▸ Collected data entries
┌──

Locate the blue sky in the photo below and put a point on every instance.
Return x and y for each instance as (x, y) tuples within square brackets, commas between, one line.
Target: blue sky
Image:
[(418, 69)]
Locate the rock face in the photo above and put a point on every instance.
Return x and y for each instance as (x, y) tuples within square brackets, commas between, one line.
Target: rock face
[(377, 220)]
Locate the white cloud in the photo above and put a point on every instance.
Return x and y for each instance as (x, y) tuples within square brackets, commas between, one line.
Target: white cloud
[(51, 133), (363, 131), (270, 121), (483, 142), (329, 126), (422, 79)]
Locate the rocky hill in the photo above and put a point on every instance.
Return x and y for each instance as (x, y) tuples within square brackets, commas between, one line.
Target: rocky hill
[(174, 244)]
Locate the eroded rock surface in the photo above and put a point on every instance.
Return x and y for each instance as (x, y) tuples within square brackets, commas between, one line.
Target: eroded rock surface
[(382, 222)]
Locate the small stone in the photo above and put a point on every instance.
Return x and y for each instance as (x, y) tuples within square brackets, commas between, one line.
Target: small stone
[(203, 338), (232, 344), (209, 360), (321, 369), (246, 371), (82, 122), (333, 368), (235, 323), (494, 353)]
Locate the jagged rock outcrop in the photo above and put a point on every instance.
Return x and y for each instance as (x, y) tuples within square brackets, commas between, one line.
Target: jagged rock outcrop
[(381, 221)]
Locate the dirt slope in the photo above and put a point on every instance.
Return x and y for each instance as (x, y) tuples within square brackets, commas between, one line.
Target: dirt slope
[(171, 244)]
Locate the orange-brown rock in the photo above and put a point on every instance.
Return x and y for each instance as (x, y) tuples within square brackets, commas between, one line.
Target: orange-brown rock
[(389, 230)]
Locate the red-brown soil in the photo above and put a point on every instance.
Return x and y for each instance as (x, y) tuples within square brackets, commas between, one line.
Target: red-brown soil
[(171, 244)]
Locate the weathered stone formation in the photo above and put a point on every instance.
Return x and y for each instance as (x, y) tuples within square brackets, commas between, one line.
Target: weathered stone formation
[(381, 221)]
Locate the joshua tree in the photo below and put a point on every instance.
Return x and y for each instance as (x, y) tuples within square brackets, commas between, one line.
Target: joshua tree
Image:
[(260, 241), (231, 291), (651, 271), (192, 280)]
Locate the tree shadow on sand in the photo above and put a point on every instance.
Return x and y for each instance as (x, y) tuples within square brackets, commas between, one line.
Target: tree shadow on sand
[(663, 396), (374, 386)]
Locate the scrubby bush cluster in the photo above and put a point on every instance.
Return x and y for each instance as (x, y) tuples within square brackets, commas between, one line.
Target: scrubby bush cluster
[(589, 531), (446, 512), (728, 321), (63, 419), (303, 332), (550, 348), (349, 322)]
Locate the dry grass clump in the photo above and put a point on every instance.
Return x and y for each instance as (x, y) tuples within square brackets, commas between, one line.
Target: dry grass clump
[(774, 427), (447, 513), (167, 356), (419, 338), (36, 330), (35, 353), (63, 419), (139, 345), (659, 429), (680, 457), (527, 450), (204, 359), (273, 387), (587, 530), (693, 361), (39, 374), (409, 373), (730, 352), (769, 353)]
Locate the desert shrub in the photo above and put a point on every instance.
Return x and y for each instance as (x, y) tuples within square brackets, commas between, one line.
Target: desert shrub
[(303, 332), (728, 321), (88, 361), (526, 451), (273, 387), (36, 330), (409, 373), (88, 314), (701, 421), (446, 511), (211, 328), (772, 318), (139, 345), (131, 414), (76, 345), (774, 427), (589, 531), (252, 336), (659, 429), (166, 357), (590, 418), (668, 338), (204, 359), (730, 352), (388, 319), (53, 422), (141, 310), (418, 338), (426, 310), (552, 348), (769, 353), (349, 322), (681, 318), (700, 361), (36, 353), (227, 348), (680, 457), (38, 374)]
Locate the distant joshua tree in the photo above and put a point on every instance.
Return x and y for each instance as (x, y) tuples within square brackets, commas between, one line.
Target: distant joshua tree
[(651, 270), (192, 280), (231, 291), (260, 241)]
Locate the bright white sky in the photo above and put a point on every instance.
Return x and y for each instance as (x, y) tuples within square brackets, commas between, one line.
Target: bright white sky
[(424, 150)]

└──

▸ Problem details
Every entry must be repeated exactly; none may be skipped.

▸ Exercise result
Locate the blue sky in the photo below and put a point on every instance.
Return x and y for each instance as (x, y) tuples within square brackets, commas between, one line.
Target: blue sky
Image:
[(418, 69)]
Locate the rock face in the photo above and put a point on every instance.
Return x and y for each instance as (x, y) tuples within square brackets, commas between, one line.
Target: rock face
[(377, 220)]
Locate the white cloud in the photo above and put a point on every instance.
Return x and y for each instance as (x, y) tuples within square brackets, commas between, one line.
Target: white cloud
[(51, 133), (363, 131), (270, 121), (483, 142), (329, 126), (422, 79)]
Locate the rocky hill in the photo above and put a point on every instance.
Return x and y for each instance as (x, y) tuples within square brackets, commas between, one line.
Target: rocky hill
[(174, 244)]
Locate the eroded rock surface in the photo above and put a point on every instance.
Return x and y for each instance as (x, y) tuples within square brackets, commas between, one line.
Target: eroded rock surface
[(382, 222)]
Locate the small stone in the photo above and put a point on every instance.
Return x and y for each instance as (x, y) tuples within square brackets, commas between, one line.
Target: small stone
[(203, 338), (232, 344), (209, 360), (321, 369), (246, 371), (82, 122), (333, 368), (235, 323), (494, 353)]
Locate the jagged rock outcrop in the photo above and put a point on every instance.
Return x and y for each instance as (x, y) tuples within square brackets, commas between, one line.
Target: jagged rock outcrop
[(381, 221)]
Locate the dirt slope in the photo above and put a point on every instance.
Return x and y for each instance as (x, y) tuples within square brackets, commas between, one line.
Target: dirt slope
[(171, 244)]
Locate the orange-brown rock in the photo above and put a point on every instance.
Return x and y for each instance as (x, y) tuples within square brackets, commas between, one line.
Target: orange-brown rock
[(389, 230)]
Locate the red-brown soil in the photo above and put a point on every instance.
Return x and y for each instance as (x, y) tuples within square brackets, commas between, one line.
Target: red-brown soil
[(171, 244)]
Locate the weathered stone formation in the photo above and put a point on every instance.
Return x and y for each instance as (x, y) tuples within square brackets, commas between, one line.
Target: weathered stone formation
[(381, 221)]
Locate the joshua tree in the photo below and put a point on every instance.
Return x and y for each instance as (x, y) tuples within square brackets, commas between, one line.
Target: joshua tree
Image:
[(260, 241), (231, 291), (651, 271), (192, 280)]
Locate the tree shadow on sand in the photo above and put a point on every instance.
Return x and y for each instance as (x, y) tuples within square brackets, commas between, one line.
Target: tree shadow on sand
[(663, 396), (374, 386)]
Locate the scrubby bush cluster in the photo above and put a point on every instance.
Return x and y for each instance as (x, y) tuples within square brackets, commas between, one line.
Target: scrubby bush cluster
[(589, 531), (446, 512), (728, 321), (63, 419), (303, 332), (550, 348), (349, 322)]
Locate the dry grass clump in the photo above and put a point on every instance.
Return x and y for each instance as (x, y) tuples within square brackets, commas between, one line.
Target: dry grass clump
[(774, 427), (447, 513), (167, 356), (419, 338), (36, 330), (35, 353), (63, 419), (139, 345), (659, 429), (680, 457), (527, 450), (204, 359), (273, 387), (587, 530), (693, 361), (39, 374), (409, 373), (730, 352), (769, 353)]
Locate the desert shrub in the photo above and put a point on every instance.
Return x and y for each instance as (x, y) tuples within square brackets, commas between, one line.
Target: desert shrub
[(303, 332), (728, 321), (88, 361), (526, 451), (273, 387), (36, 330), (409, 373), (88, 314), (701, 421), (446, 511), (211, 328), (772, 318), (139, 345), (131, 414), (76, 345), (774, 427), (589, 531), (252, 336), (659, 429), (166, 357), (590, 418), (668, 338), (204, 359), (730, 352), (388, 319), (53, 422), (141, 310), (418, 338), (426, 310), (552, 348), (769, 353), (349, 322), (681, 318), (700, 361), (36, 353), (227, 348), (680, 457), (38, 374)]
Locate the distant joshua tree in the photo above and put a point on every instance.
Return x and y for each instance as (x, y) tuples within square brackets, commas between, one line.
Target: distant joshua tree
[(651, 270), (192, 280), (231, 291), (260, 241)]
Locate the bright white sky in the photo above and put a point on every instance.
Return x and y for each instance as (x, y) tuples within square brackets, commas between, one line.
Target: bright white sky
[(424, 150)]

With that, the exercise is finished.